_SUPPLIED PASSAGE_:
*** Begin section ***
I’m using the OpenAI API to create a Vectorstore for the new Assistant. While I can easily add files to the Vectorstore, I haven’t found any information in the API documentation on how to control the chunk size used when vectorizing the document during the file addition process.
I’m interested in exploring different chunking strategies. By controlling the chunk size, I hope to optimize the Vectorstore’s performance and retrieval accuracy.
If you have any guidance on how to manage chunk sizes when creating a Vectorstore using the OpenAI API, I would greatly appreciate your help
@vb I did see that I was able to see the file chunking strategy from before the file was attached to the Vector Store. Do you know if changing the chunking strategy changes the vector store representation of the file? Do they keep it around in case the file needs to be disconnected from the vector store?
*** End section ***
_STUDY QUESTIONS_:
1) Answer these questions from the forum thread about vector store chunk size:
(a) What does the first poster say they can easily do?
(b) What does that poster hope to optimize by controlling the chunk size?
(c) What does the last post say the writer was able to see from before the file was attached to the Vector Store?
2) Carry on the forum thread about vector store chunk size past its final post.

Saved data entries
*** Begin section ***
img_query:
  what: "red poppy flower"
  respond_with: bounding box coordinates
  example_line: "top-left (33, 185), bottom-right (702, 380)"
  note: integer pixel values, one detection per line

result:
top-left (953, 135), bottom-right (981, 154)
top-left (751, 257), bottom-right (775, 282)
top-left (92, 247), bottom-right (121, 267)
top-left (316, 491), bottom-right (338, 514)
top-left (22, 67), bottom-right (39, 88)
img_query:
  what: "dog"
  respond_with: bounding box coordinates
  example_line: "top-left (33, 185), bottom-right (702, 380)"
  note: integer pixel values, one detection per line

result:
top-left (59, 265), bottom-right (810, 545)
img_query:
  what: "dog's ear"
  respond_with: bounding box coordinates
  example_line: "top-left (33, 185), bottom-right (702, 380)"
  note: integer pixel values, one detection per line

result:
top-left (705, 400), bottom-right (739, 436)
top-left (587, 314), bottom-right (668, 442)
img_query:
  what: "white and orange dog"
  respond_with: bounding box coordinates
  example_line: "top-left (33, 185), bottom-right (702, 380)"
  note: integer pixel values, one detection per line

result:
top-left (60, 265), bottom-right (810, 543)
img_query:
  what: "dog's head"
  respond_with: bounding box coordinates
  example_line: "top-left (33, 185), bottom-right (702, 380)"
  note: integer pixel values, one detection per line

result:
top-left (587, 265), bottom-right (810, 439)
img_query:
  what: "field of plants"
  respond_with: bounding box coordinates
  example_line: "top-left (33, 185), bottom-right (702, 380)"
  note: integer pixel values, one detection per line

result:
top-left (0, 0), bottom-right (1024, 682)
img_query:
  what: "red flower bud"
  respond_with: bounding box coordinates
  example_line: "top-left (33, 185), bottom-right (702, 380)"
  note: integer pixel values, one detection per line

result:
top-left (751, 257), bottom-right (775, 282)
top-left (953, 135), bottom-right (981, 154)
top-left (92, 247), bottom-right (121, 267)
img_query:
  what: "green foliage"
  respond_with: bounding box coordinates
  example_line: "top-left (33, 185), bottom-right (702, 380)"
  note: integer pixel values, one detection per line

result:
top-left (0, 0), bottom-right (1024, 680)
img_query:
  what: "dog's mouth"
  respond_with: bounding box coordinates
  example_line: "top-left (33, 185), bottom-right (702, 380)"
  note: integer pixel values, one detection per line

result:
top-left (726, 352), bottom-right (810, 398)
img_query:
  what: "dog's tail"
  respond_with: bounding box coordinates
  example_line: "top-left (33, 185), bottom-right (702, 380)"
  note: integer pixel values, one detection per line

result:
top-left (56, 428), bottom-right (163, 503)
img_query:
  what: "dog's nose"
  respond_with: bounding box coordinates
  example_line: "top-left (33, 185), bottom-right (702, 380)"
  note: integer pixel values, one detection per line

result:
*** End section ***
*** Begin section ***
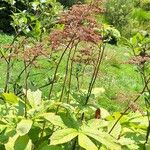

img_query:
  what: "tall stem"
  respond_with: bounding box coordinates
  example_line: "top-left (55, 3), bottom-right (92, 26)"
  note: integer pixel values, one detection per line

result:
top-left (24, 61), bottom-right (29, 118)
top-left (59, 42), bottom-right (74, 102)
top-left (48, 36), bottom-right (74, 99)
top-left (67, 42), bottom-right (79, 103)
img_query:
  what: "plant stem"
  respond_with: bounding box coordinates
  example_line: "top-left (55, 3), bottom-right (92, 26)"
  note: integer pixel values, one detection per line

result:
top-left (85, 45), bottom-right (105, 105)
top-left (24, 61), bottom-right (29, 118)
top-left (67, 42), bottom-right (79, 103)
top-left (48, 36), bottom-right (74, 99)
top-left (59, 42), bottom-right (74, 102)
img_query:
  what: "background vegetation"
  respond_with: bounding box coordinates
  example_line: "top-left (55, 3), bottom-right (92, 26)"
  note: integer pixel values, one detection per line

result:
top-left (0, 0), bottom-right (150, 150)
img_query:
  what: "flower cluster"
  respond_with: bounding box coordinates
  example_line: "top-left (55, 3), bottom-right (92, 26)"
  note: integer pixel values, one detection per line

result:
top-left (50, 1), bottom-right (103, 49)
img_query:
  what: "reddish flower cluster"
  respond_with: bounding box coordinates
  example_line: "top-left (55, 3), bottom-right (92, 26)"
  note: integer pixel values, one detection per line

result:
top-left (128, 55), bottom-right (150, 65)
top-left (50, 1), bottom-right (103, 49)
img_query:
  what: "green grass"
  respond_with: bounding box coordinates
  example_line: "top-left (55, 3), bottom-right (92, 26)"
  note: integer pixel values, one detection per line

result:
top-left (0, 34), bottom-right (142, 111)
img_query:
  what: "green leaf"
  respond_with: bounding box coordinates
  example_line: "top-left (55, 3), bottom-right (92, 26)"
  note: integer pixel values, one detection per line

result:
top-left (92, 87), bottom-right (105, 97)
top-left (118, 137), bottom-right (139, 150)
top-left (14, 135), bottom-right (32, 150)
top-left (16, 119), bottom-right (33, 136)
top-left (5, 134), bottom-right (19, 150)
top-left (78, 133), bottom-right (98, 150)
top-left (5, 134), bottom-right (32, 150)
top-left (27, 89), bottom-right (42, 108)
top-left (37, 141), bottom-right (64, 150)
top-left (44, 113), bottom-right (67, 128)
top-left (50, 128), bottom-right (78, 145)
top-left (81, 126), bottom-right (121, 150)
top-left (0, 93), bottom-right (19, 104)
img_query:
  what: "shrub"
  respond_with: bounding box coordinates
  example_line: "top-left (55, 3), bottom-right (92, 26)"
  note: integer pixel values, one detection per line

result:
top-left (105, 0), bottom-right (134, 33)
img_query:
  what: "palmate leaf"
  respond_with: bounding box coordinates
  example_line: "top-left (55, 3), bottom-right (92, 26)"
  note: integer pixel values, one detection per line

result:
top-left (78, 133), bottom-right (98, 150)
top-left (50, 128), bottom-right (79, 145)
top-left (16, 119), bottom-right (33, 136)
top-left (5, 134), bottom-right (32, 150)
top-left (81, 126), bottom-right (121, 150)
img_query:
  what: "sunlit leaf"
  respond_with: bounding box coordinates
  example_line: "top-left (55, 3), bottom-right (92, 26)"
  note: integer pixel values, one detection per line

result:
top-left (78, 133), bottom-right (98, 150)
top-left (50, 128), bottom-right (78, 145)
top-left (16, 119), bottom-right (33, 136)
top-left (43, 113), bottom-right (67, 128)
*** End section ***
_PER-TASK OUTPUTS_:
1)
(a) Add files to the Vectorstore.
(b) The Vectorstore's performance and retrieval accuracy.
(c) The file chunking strategy.

2)
from openai import OpenAI
from vector_db import get_files_uploaded_to_vector_store, get_vector_store_id
name = 'v_1'
client = OpenAI(api_key=os.getenv("OPENAI_API_KEY"))
vs_id = get_vector_store_id(client,name)
vs_files = get_files_uploaded_to_vector_store(client,vs_id)
print(vs_files)
You would need to remove a file from a vector store and re-add it with new chunk size parameters. Then the file extraction, chunking, and embeddings is performed again. You can then check the vector store metadata to observe the change with the new file id return given.